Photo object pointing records

* Begin *

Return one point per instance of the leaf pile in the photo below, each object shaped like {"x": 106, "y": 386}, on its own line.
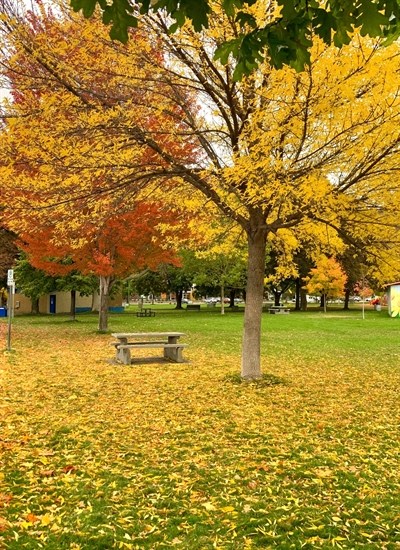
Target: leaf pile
{"x": 101, "y": 456}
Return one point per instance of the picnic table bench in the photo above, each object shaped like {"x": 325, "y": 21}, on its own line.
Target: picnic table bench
{"x": 128, "y": 341}
{"x": 193, "y": 307}
{"x": 279, "y": 310}
{"x": 145, "y": 312}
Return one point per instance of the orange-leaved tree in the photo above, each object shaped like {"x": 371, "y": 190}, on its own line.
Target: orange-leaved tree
{"x": 122, "y": 244}
{"x": 326, "y": 279}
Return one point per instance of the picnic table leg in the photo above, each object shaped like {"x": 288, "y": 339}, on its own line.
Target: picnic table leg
{"x": 178, "y": 355}
{"x": 170, "y": 353}
{"x": 124, "y": 354}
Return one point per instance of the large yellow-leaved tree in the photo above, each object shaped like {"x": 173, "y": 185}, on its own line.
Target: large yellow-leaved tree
{"x": 279, "y": 153}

* End *

- _GIVEN INSTRUCTION_:
Copy out all the entries above again, requests included, but add 27 to every x and y coordinate in the answer points and leave the sample points inside the requests unchanged. Leave the pictures out.

- _TASK SOLUTION_:
Return one point per instance of the leaf pile in the photo below, each object shaped like {"x": 106, "y": 386}, on its own line.
Target: leaf pile
{"x": 128, "y": 483}
Return one point per instance of the picnic table bench in the photo above, each object shaped like {"x": 325, "y": 21}, on its own line.
Target: picnic table bench
{"x": 155, "y": 368}
{"x": 220, "y": 334}
{"x": 306, "y": 337}
{"x": 172, "y": 339}
Return one point per instance of the orange-leaved tree in the photo above, each object shaped like {"x": 371, "y": 190}, on its own line.
Target: orange-leaved tree
{"x": 149, "y": 271}
{"x": 353, "y": 306}
Return one point per instance of the picnic table leg in the photo above, each object shaped like {"x": 288, "y": 339}, on its own line.
Target: picnic table leg
{"x": 205, "y": 382}
{"x": 197, "y": 380}
{"x": 151, "y": 381}
Return one point per instance of the large yellow-leaved tree in the photo above, each object shaped like {"x": 173, "y": 185}, on its own line.
Target: large yellow-leaved tree
{"x": 306, "y": 180}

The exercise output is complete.